Extracted data entries

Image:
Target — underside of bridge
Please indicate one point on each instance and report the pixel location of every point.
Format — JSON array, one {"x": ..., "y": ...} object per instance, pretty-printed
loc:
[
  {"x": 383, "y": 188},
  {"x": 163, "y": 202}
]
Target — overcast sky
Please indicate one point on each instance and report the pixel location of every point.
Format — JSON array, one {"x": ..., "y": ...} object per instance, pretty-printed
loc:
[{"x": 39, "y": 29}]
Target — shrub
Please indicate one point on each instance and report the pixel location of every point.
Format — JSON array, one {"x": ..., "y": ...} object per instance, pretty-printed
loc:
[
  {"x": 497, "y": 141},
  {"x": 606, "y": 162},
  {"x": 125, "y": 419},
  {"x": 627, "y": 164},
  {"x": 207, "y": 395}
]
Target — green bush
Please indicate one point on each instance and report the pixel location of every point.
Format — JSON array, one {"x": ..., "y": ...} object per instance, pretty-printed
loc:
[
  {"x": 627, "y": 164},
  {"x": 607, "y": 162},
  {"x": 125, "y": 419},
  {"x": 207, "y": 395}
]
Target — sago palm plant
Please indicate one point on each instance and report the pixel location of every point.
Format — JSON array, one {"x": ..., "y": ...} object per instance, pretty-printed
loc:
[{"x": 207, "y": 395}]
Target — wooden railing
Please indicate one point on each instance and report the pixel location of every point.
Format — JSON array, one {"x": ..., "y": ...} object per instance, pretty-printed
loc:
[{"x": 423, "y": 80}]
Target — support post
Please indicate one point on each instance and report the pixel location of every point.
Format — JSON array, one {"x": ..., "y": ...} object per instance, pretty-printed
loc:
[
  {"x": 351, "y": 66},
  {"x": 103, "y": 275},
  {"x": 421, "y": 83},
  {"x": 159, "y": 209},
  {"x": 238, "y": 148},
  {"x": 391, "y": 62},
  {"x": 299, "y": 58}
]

Your instructions: The lines to reproduce run from the one that contains "Target — green bush" through the last line above; copy them exactly.

Result of this task:
Target — green bush
Please indicate one point on each instance and report the pixel location of every point.
Format — JSON array, one {"x": ..., "y": ...} object per instance, pretty-printed
loc:
[
  {"x": 627, "y": 164},
  {"x": 607, "y": 162},
  {"x": 125, "y": 419},
  {"x": 207, "y": 395}
]
Target — sago palm plant
Please indicate one point on each instance and report the pixel location of every point.
Format — JSON array, one {"x": ..., "y": ...} object per instance, pretty-printed
loc:
[{"x": 207, "y": 395}]
Target — wooden railing
Please indicate one point on each instance and report the pixel location of every point.
Format — JSON array, one {"x": ..., "y": ...} object per instance, pretty-printed
loc:
[{"x": 423, "y": 80}]
Target — support post
Please indicate one point on each instance and report the pixel location of every point.
Format — JSON array, one {"x": ..., "y": ...} object per instance, pretty-printed
loc:
[
  {"x": 351, "y": 66},
  {"x": 103, "y": 275},
  {"x": 421, "y": 83},
  {"x": 159, "y": 209},
  {"x": 238, "y": 148},
  {"x": 391, "y": 62},
  {"x": 299, "y": 58}
]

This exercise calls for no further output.